Although it hasn't been talked about on the list for a while, Ncat is still
improving and evolving.  I've attached a copy of the more-noteworthy changes
made so far, since trying to copy them all in here would not have been pretty.
 And keep in mind that these are just the changes which have ChangeLog
entries: to see a full list of the changes made (and there are a lot!) you
need to look at the SVN log.

I was at Fyodor's DEFCON presentation where he mentioned Ncat, and the
audience seemed pretty excited about it.  One of the people who came up to me
after the Q&A suggested the functionality of the -C/--crlf option that is now
available.  It was all quite cool :)

So now that Nmap 4.75 is out and about, it's time to begin considering merging
Ncat in for distribution (but see below on some current problems).  This will
be through an svn:external like Zenmap, so it will be checked out
automatically with /nmap , and Ncat will then be packaged along with Nmap in
the Windows installer, OS X installer (thanks to David), RPM and source
tarball.  I've already created a branch for working on the integration
process, and it seems that all is well in the build/install systems (if you
happen upon this branch, keep in mind that the /ncat in there is *not*
up-to-date as it's not an external, but rather an older copy).

→ **GIVEN EXERCISE 1**
Reproduce the passage from the Ncat update starting at "I was at Fyodor's" and ending at "quite cool :)".
→ **GIVEN EXERCISE 2**
According to the Ncat update, how will Ncat be merged into Nmap for distribution?

→ **INFORMATION PROVIDED**
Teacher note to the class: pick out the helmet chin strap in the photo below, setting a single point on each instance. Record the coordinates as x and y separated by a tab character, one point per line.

→ **TASK OUTPUT 1**
I was at Fyodor's DEFCON presentation where he mentioned Ncat, and the
audience seemed pretty excited about it.  One of the people who came up to me
after the Q&A suggested the functionality of the -C/--crlf option that is now
available.  It was all quite cool :)

→ **TASK OUTPUT 2**
Through an svn:external, like Zenmap.